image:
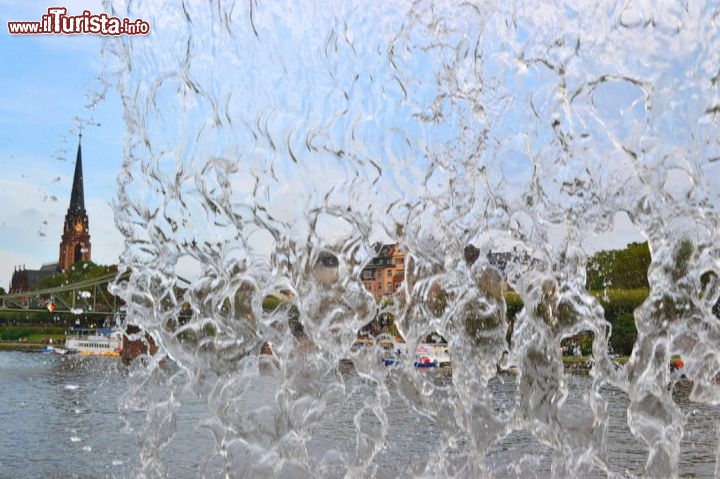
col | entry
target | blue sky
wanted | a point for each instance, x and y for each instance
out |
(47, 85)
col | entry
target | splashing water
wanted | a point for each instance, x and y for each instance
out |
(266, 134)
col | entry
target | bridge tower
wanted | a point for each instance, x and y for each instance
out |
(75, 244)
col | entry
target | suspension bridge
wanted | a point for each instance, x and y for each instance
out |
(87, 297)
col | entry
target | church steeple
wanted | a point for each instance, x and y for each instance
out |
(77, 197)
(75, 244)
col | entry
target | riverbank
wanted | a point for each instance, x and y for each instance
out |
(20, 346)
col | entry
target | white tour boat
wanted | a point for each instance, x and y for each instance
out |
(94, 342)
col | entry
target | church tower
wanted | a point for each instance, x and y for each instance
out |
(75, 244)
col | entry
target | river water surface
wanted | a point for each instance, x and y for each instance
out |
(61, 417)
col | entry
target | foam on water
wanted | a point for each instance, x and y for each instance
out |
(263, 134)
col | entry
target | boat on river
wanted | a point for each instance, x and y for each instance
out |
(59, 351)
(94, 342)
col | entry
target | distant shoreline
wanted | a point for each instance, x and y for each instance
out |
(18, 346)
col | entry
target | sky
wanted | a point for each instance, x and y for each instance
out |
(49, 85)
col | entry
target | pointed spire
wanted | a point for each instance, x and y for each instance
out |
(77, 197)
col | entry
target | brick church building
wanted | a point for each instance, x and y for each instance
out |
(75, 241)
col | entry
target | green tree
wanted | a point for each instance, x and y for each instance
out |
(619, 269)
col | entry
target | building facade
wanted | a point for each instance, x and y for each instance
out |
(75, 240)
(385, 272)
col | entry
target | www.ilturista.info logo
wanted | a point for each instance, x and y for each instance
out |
====
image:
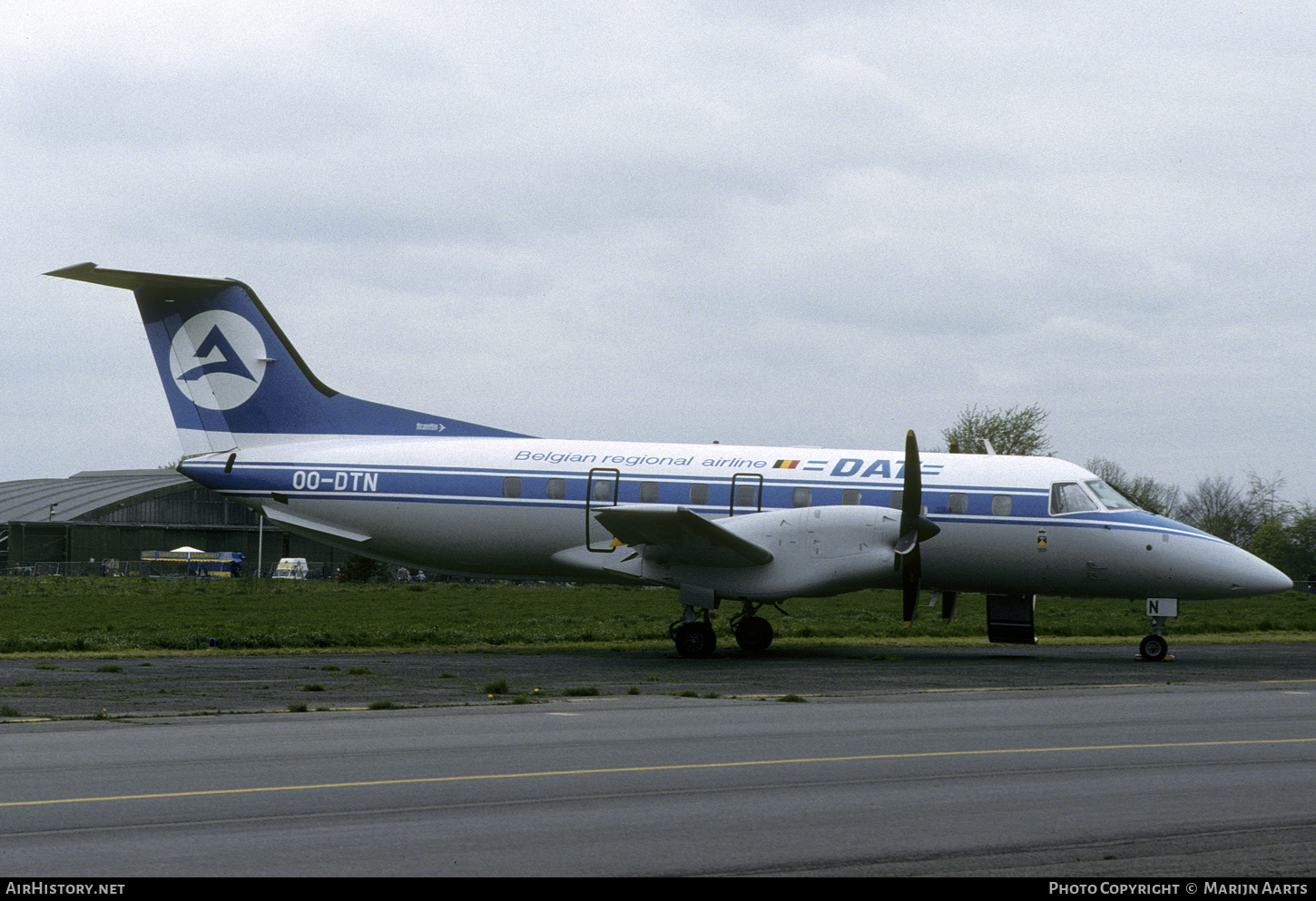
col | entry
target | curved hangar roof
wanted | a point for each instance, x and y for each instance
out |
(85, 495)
====
**Problem requirements**
Pick out every line in the rows above that contains the string "building". Case counts.

**Exercise output**
target | brick church building
target | building facade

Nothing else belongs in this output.